__DIRECTIVE__.
The records underneath are to be repeated exactly, with the pictures left out.

[Named object pointing entries]
+++

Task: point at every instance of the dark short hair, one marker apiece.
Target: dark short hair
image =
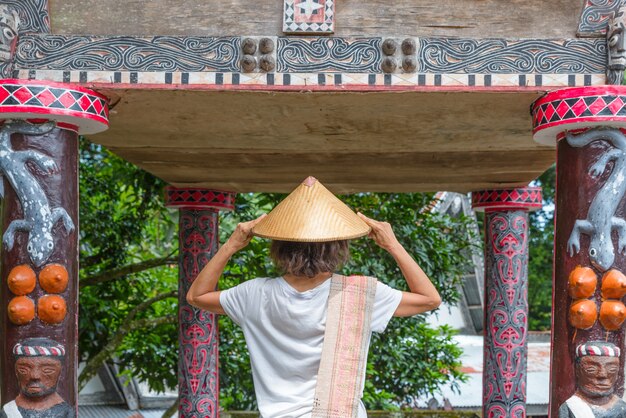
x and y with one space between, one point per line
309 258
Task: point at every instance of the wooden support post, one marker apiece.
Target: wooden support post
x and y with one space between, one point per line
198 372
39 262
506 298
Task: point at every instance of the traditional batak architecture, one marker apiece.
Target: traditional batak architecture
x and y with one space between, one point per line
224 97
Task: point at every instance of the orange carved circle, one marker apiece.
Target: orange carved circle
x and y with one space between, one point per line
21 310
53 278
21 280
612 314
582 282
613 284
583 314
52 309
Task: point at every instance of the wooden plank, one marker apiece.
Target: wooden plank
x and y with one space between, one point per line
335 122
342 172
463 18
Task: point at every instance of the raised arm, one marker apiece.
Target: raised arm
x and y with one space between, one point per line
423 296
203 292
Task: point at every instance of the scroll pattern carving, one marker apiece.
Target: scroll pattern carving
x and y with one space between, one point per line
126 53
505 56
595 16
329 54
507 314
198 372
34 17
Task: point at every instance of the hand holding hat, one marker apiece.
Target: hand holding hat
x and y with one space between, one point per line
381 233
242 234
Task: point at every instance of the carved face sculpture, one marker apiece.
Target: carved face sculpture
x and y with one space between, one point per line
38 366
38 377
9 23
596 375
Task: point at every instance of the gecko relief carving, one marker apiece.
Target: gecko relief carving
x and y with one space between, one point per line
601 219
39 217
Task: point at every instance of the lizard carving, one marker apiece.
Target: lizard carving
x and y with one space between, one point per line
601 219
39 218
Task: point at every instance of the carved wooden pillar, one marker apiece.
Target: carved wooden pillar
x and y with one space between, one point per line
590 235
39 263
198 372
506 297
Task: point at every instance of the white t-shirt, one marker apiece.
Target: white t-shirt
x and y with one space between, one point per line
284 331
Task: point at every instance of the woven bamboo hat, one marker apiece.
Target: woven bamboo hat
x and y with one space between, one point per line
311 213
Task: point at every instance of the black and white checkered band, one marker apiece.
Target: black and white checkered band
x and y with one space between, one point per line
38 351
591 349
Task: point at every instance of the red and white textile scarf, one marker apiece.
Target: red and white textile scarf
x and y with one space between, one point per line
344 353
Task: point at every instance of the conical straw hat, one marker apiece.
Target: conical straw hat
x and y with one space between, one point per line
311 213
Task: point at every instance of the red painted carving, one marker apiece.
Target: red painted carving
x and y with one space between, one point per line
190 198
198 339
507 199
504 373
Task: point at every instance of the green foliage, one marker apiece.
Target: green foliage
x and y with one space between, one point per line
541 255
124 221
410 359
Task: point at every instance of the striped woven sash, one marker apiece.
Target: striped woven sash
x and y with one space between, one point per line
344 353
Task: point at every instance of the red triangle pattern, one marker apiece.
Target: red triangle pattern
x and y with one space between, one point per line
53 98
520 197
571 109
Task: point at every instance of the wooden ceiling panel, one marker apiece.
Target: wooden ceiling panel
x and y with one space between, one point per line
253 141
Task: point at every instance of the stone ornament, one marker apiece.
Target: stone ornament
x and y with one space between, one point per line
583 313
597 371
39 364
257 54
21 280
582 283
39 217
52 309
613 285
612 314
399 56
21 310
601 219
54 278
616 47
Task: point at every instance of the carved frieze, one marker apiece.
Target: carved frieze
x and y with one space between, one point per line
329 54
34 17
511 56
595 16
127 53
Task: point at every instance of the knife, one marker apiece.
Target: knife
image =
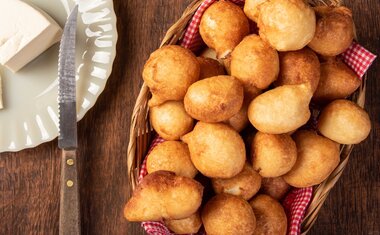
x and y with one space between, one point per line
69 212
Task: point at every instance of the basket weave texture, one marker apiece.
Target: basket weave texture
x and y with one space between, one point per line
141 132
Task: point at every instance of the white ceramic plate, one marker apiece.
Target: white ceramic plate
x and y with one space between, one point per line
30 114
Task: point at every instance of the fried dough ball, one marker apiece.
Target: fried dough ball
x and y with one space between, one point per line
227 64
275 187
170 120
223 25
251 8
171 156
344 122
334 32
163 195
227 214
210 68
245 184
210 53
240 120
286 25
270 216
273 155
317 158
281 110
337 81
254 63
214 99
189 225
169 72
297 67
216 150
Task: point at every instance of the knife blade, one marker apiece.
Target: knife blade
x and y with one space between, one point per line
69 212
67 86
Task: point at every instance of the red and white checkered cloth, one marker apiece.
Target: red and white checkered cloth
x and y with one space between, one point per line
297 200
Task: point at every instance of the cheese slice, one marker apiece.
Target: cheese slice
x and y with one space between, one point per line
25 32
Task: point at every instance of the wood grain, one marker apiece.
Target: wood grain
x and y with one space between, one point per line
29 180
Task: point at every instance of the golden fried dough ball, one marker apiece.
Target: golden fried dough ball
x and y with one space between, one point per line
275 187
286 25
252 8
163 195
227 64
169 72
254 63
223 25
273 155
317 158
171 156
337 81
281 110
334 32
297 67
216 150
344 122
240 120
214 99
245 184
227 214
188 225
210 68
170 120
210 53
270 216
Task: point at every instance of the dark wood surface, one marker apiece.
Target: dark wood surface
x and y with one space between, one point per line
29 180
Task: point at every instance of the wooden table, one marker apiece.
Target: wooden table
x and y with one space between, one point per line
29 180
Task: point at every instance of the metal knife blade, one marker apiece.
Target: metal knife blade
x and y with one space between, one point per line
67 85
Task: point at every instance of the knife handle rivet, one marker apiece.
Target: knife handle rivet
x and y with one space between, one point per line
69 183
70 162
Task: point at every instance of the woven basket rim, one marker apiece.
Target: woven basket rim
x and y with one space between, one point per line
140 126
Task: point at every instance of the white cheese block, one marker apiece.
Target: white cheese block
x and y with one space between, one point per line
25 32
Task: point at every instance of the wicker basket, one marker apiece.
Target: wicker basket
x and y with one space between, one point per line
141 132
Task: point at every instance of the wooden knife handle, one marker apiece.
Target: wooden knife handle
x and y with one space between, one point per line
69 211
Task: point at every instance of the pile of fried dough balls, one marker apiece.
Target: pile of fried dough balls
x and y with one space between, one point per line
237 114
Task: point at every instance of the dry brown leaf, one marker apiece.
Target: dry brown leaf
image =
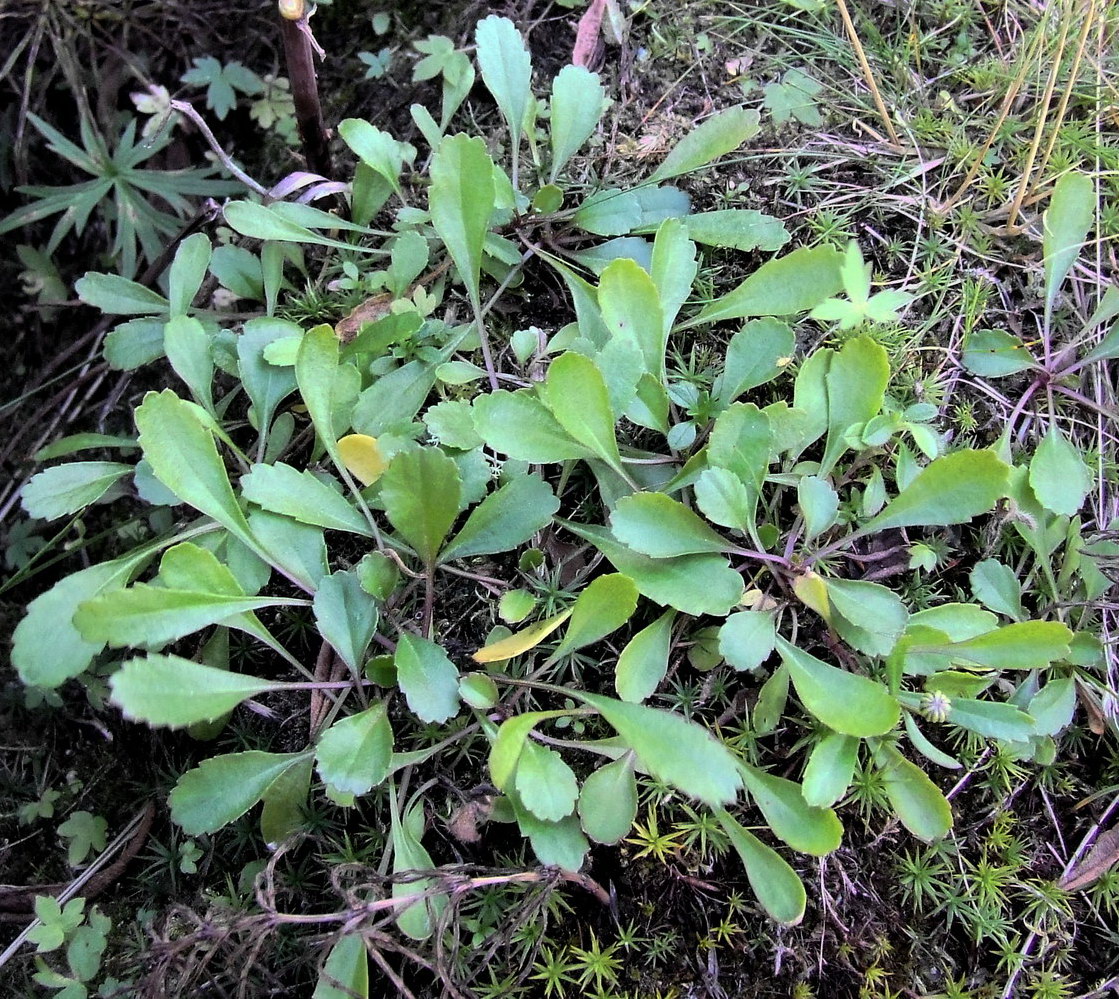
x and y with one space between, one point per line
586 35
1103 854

+++

__FULL RESPONSE__.
Task: point at every instance of the dark short hair, one marker apiece.
Target: dark short hair
image =
x and y with one space between, one point per line
309 258
Task: point at every instance of the wooden support post, one marker apiece.
Target: wooden support post
x and y with one space between, one point per line
198 372
39 262
506 298
Task: point at every instance of the traditional batak architecture, one marker apiece.
Target: traditional batak architecture
x and y with one space between, one point per line
224 97
Task: point at every instance of the orange carved circle, one marker apiece.
Target: orange carved circle
x and y with one space between, one point per line
21 310
53 278
21 280
612 314
582 282
613 284
583 314
52 309
Task: point at every instance of the wooden plank, one marker apiece.
Target: wooden plank
x and y with one space between, one point per line
335 122
342 172
463 18
Task: point at every instance of the raised arm, one marker apiece.
Target: raised arm
x and y with one space between, one point per line
423 296
203 292
Task: point at every instance of the scroll pattern carving, one marker apiece.
Target: scroll pattern carving
x and y with one space between, one point per line
126 53
505 56
595 16
329 54
507 314
198 372
34 17
Task: point at every instance of the hand holding hat, one marker apiece.
Target: hand holding hat
x and y with one space between, one point per line
381 233
242 234
Task: point at every instance of the carved face sculpture, one marker apiece.
Target: carved face sculpture
x and y with one space between, one point per line
38 366
38 377
9 23
596 375
Task: point at every instance of the gecko relief carving, one marker apiece.
Target: gecko relief carving
x and y with one space between, one point per line
601 219
39 217
Task: point at every instance of the lizard carving, one marker apiece.
Target: lizard carving
x and y with one space between, one point per line
601 219
39 218
Task: point at every instance of the carved wooden pillar, one marker apiece.
Target: carved wooden pillar
x and y with one space between, one point per line
590 235
39 263
198 372
506 297
Task: point at every instance of the white t-shirt, one marker apiece.
Target: white t-shirt
x and y with one space between, one point per line
284 331
Task: point at every instance of the woven bamboo hat, one marker apiece.
Target: woven bamboo hat
x and y with one space between, one point per line
311 213
Task: point at every instance of the black and white checkered band, one marker apiece.
Target: black and white checkered band
x and y with one space between, one point per line
38 351
591 349
Task: point at every instance of the red and white textile scarf, one marker apiece.
Target: red and white textile scarf
x and y with one space between, one point per line
344 353
Task: point at every instance of the conical straw hat, one marker apiece.
Target: conical straw hat
x and y with one space between, one point per line
311 213
Task: point at every instance of the red painted carving, one marker apiece.
Target: red painted carving
x and y with one space between, one point per line
190 198
198 339
507 199
504 373
Task: point at every instance of the green foliage, one marker apiece.
Target: green foliage
x and y with one space between, one point per line
541 255
124 221
410 359
Task: point at every instance of the striped woven sash, one marker apiece.
Target: striped woven sash
x and y with one space between, one point per line
344 353
Task: point at every instance of the red triangle pattern, one marker apiece.
Target: red triangle pattern
x and y with one space between, one point per line
53 98
520 197
571 109
Task: point at every instance of the wooden ceiling panel, one marker apiece.
Target: wooden ceiling panel
x and y with one space between, one point per line
253 141
Task: point at every instance of the stone ornament, one marker apiece.
Target: stone ornament
x and y with one space between, one point per line
583 313
597 371
39 364
257 54
21 280
582 283
39 217
52 309
613 285
612 314
399 56
21 310
601 219
54 278
616 47
Task: point at every instance of the carved frieze, one marker apiece.
Target: carved frieze
x and y with one space between, one point per line
329 54
34 17
511 56
595 16
127 53
Task: point at every instance of the knife, one marker apiece.
Target: knife
image =
x and y with one space between, one point per line
69 212
Task: point at every instance of the basket weave texture, one marker apiece.
Target: basket weave texture
x and y with one space between, one point per line
141 132
Task: point at every instance of the white ceramic plate, one marker apiece.
Target: white ceramic plate
x and y with one space between, one point per line
30 114
Task: point at every instance of the fried dough ball, one marker apiece.
Target: fried dough ball
x and y with one space between, one point per line
227 64
275 187
170 120
223 25
251 8
171 156
344 122
334 32
163 195
227 214
210 68
245 184
210 53
240 120
286 25
270 216
273 155
317 158
281 110
337 81
254 63
214 99
189 225
169 72
297 67
216 150
Task: point at every instance of the knife blade, one marker apiece.
Target: knife blade
x and y with one space between, one point per line
69 212
67 86
Task: point at every instance of the red and white checkered cloth, one marker apiece.
Target: red and white checkered cloth
x and y with one space between, one point per line
297 200
Task: point at every instance of the cheese slice, one marker apiece.
Target: cheese slice
x and y with one space between, one point per line
25 32
Task: point at every instance of the wood grain, one marker apiece.
Target: wood grain
x and y with one space between, one point per line
29 180
Task: point at every instance of the golden fried dough ball, one marker apiece.
Target: golden fried dough ball
x and y with one space between, one point per line
275 187
286 25
252 8
163 195
227 64
169 72
254 63
223 25
273 155
317 158
171 156
337 81
281 110
334 32
297 67
216 150
344 122
240 120
214 99
245 184
227 214
188 225
210 68
170 120
210 53
270 216
Task: point at every instance of the dark wood surface, one marker apiece.
Target: dark wood surface
x and y with one space between, one point per line
29 180
Task: point at every instance of the wooden table, one marker apiece.
Target: wooden table
x and y with one space between, one point per line
29 180
Task: point at every instance of the metal knife blade, one marker apiece.
Target: metal knife blade
x and y with one space between, one point per line
67 85
Task: point at every instance of the knife handle rivet, one marker apiece.
Target: knife handle rivet
x and y with one space between, one point per line
69 183
70 162
Task: point at every instance of the woven basket rim, one marker apiece.
Target: woven basket rim
x and y with one space between, one point per line
140 126
Task: point at every instance of the white cheese block, one marker apiece.
Target: white cheese block
x and y with one space between, one point per line
25 32
Task: point at every instance of the wicker basket, one marker apiece.
Target: wicker basket
x and y with one space between, one point per line
141 132
Task: point at every instance of the wooden knife handle, one marker apiece.
Target: wooden knife handle
x and y with one space between, one point per line
69 211
Task: point at every instance of the pile of fried dough balls, one marker apiece.
Target: pile of fried dough balls
x and y with one space between, one point per line
237 114
Task: point at every instance of the dry brown leaf, one marker apiece.
Target: dry brown leaf
image =
x and y with one space between, one point per line
586 35
1103 854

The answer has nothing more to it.